# [Tasks and exercises]
A) Reproduce the part of the article on Emma Gilbey Keller's resignation from "Several months after" up to and including "confirmed Keller’s resignation.".
B) In the article on Emma Gilbey Keller's resignation, what lifestyle series did Keller host for The Guardian?
C) Write what comes next in the article on Emma Gilbey Keller's resignation from The Guardian, picking up after its final sentence.

Emma Gilbey Keller has resigned from The Guardian

April 23, 2014
Category: Uncategorized

Several months after her controversial column was removed from its website, Emma Gilbey Keller has formally resigned from The Guardian.

“I haven’t written for The Guardian by my own choice since they took my column down in January before contacting or consulting me,” Keller told Poynter in an email. “I thought long and hard about whether or not to continue working for them and eventually decided to resign, which I formally did last month.”

The Guardian confirmed Keller’s resignation.

Keller was a Guardian contributor since January 2012, hosting its lifestyle series “The Living Hour” among other duties. In January of this year, Keller wrote about the public way Lisa Bonchek Adams, who has Stage 4 breast cancer, was chronicling her experience with the disease over Twitter and on her blog.

Several days later, her husband, former New York Times executive editor and columnist Bill Keller, also wrote a column about Adams. Neither column was particularly sympathetic to Adams – many thought they came off as critical (especially Bill’s, which implied that people with cancer were more heroic if they suffered in stoic silence) – and Adams herself expressed her displeasure with both columns. Emma’s, she said, used quotes that Adams gave months ago as part of what she thought was a private conversation. Adams said she had no idea Keller was planning on writing about her until the column went online. She also said both articles contained inaccuracies; the Times column sported a correction about the number of Adams’ kids.

# [Records supplied]
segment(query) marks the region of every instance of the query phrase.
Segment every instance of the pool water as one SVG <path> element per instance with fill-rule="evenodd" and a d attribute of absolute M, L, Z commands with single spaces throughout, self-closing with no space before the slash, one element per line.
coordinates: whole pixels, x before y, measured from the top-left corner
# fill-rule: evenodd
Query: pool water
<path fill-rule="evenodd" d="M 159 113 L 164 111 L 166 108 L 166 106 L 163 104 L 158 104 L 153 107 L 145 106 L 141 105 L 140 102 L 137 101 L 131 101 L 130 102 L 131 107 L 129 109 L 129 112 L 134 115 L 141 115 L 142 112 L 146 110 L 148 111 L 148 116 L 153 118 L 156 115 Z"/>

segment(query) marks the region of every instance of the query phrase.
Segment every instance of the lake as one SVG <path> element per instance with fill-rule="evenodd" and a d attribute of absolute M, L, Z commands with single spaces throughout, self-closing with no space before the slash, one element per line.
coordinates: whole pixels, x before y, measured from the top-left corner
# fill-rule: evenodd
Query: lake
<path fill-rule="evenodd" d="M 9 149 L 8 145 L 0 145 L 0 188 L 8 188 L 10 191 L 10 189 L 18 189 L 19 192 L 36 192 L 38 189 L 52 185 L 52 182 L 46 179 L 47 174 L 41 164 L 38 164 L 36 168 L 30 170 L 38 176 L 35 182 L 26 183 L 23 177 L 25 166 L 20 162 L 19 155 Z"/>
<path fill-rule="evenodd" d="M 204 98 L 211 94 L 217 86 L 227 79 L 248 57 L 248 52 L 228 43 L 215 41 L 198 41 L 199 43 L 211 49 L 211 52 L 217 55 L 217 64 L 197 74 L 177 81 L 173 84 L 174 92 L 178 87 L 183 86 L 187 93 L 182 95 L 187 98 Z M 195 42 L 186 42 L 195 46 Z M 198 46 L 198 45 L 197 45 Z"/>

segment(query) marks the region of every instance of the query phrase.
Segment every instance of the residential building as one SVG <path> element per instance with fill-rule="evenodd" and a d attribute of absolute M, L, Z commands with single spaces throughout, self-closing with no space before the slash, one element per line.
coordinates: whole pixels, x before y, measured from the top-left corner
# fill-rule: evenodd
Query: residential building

# [Answers to the tasks]
A)
Several months after her controversial column was removed from its website, Emma Gilbey Keller has formally resigned from The Guardian.

“I haven’t written for The Guardian by my own choice since they took my column down in January before contacting or consulting me,” Keller told Poynter in an email. “I thought long and hard about whether or not to continue working for them and eventually decided to resign, which I formally did last month.”

The Guardian confirmed Keller’s resignation.

B) "The Living Hour"

C)
Emma’s article was soon taken down, and a column from Guardian’s reader’s editor Chris Elliott explained why:

“I don’t think it is wrong to frame a question about how those with incurable illnesses use social media, but the Guardian was wrong in the way it went about it,” he wrote, adding that he would like Adams to have a chance to write a response and did not want to put Keller’s article back up until she did. As Adams was busy going through cancer treatments, he did not think this would be possible “for some time.”

The article has yet to be restored, and Keller has not written for The Guardian since, save a response to Elliott in the comments in which she maintained that “several of the items some readers objected to were inserted by editors without my knowledge or approval” and “there are lines in it that were not even written by me. I saw the final version when everyone else did.” Keller concluded by extending her “deepest sympathy for Lisa Adams condition and I am sincerely sorry that this situation has caused her so much distress.”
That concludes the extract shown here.